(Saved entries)
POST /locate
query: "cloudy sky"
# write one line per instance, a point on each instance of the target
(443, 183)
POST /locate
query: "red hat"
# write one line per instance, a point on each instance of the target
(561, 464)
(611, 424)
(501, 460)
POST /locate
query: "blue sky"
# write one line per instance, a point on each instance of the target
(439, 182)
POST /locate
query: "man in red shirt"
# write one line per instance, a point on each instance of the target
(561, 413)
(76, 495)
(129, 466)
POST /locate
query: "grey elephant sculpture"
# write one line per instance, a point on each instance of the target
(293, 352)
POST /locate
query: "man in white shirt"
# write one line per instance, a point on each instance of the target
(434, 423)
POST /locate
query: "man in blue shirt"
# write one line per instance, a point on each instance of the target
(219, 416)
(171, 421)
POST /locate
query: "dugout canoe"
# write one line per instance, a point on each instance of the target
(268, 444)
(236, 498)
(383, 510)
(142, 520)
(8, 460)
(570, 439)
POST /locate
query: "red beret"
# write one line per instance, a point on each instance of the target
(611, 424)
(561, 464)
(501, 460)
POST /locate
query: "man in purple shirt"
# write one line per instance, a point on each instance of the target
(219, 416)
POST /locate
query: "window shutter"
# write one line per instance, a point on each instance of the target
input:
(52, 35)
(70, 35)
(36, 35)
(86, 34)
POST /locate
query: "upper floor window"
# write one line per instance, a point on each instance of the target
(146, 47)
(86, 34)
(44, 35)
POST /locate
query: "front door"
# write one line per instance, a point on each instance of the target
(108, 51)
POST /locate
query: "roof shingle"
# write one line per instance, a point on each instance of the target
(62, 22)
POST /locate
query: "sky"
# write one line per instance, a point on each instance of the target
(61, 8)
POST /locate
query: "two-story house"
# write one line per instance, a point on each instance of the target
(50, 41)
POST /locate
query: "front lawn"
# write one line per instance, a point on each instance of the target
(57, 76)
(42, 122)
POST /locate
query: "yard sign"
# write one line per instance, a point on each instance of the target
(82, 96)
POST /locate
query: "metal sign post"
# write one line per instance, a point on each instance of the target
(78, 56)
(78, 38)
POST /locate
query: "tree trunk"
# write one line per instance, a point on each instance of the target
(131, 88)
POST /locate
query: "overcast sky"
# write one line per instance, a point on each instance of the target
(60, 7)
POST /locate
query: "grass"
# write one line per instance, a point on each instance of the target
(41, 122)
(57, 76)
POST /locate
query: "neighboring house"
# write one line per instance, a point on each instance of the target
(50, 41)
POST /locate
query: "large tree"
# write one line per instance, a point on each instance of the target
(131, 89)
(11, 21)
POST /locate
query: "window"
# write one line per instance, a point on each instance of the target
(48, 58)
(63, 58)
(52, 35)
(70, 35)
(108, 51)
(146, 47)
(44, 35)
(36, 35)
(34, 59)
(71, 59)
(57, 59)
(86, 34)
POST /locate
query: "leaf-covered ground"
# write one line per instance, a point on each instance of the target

▶ [Action item]
The word to look for is "shirt"; copy out every line of the entries that holds it.

▶ [Completed task]
query: "man in red shirt"
query: "man in white shirt"
query: "man in blue shirt"
query: "man in purple shirt"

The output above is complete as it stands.